**INPUT MATERIAL**
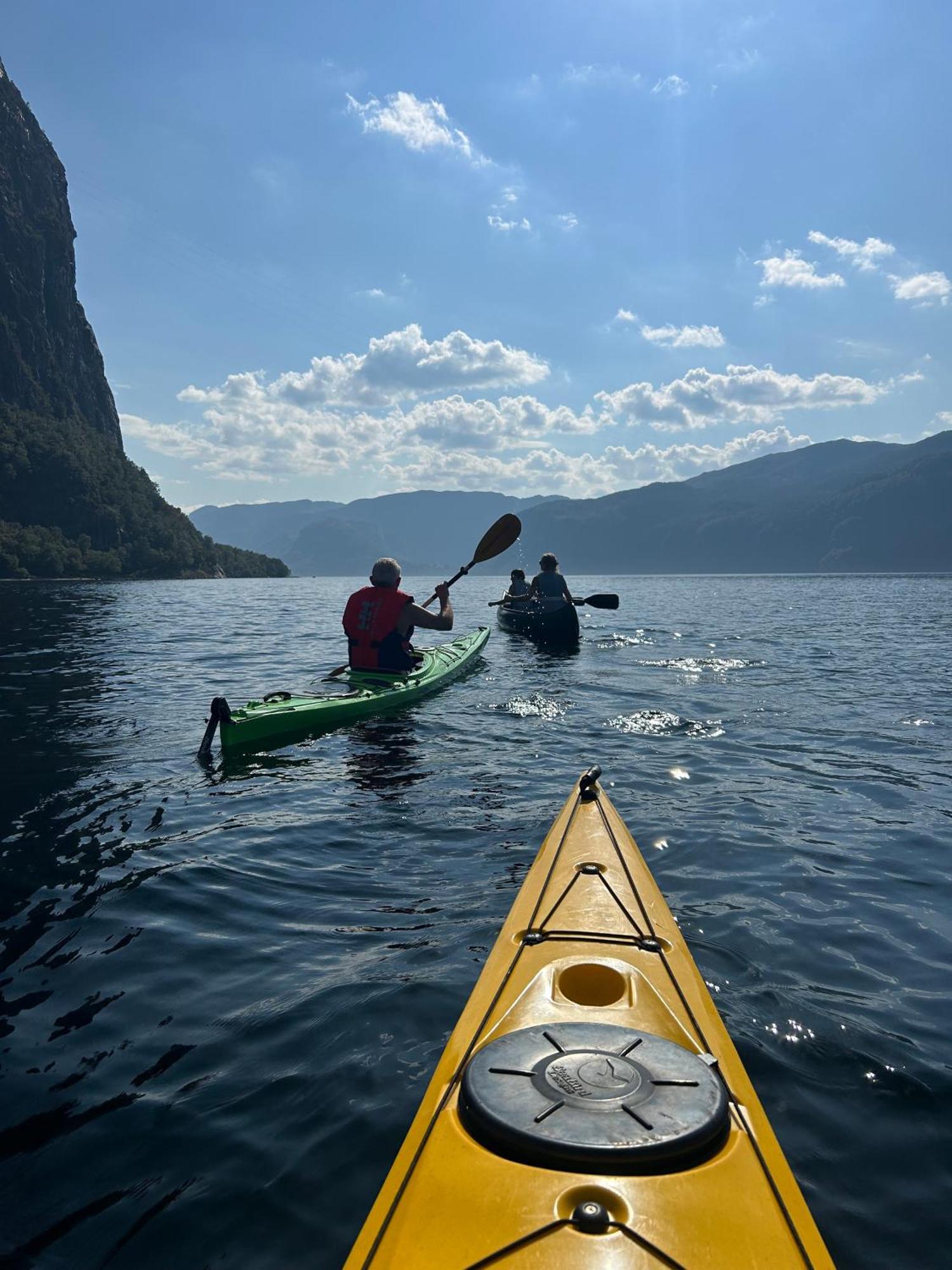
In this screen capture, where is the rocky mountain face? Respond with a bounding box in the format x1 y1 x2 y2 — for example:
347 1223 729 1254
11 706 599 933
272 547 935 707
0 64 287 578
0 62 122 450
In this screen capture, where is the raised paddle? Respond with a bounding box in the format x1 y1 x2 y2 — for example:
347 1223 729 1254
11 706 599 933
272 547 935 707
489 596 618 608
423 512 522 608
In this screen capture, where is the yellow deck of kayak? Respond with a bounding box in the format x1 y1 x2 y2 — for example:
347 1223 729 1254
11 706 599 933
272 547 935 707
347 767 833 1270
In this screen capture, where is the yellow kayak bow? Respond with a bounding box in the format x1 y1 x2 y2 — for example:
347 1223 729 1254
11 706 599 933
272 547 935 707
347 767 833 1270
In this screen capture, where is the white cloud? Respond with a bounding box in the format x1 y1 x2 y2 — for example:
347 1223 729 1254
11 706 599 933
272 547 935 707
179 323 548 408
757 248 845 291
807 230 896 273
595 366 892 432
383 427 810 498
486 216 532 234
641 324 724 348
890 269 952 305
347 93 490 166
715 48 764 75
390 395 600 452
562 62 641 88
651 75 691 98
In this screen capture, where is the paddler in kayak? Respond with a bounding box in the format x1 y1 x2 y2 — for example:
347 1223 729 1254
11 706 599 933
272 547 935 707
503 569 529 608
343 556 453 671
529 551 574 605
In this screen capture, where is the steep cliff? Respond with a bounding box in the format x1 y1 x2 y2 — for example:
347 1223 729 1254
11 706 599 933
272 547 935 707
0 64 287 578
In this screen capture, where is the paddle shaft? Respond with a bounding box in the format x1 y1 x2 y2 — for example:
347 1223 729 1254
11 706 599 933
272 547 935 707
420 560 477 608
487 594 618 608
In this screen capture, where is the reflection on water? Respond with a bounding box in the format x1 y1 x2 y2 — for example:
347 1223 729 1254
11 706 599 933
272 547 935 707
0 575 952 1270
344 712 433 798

**TASK TO CARRY OUT**
Please rescale the items, starting with the line that contains "In this screen capture, where is the steep" and going on through the last line of the items, reproducing every line unchanged except the bounding-box coordinates given as answers. Multiply each of those coordinates by 0.35 and round to whole numbers, with halves rounded up.

**COMPLETE ANSWER**
In this screen capture, where is the steep cliff? Respond with a bounding box in the format x1 y1 x2 y2 — for example:
347 1223 729 1254
11 706 599 933
272 547 935 707
0 22 100 202
In this screen capture, where is the paddle shaft? Respond with a bounding box in the format x1 y1 x2 y2 — for example:
347 1223 729 1254
11 706 599 933
272 547 935 707
147 196 167 213
170 208 216 213
In this screen capture, where is the reflection on water? Respond with a bounding box in the format x1 y1 x2 y2 — for example:
347 1223 729 1254
11 706 599 933
272 547 935 707
0 201 333 445
120 249 152 279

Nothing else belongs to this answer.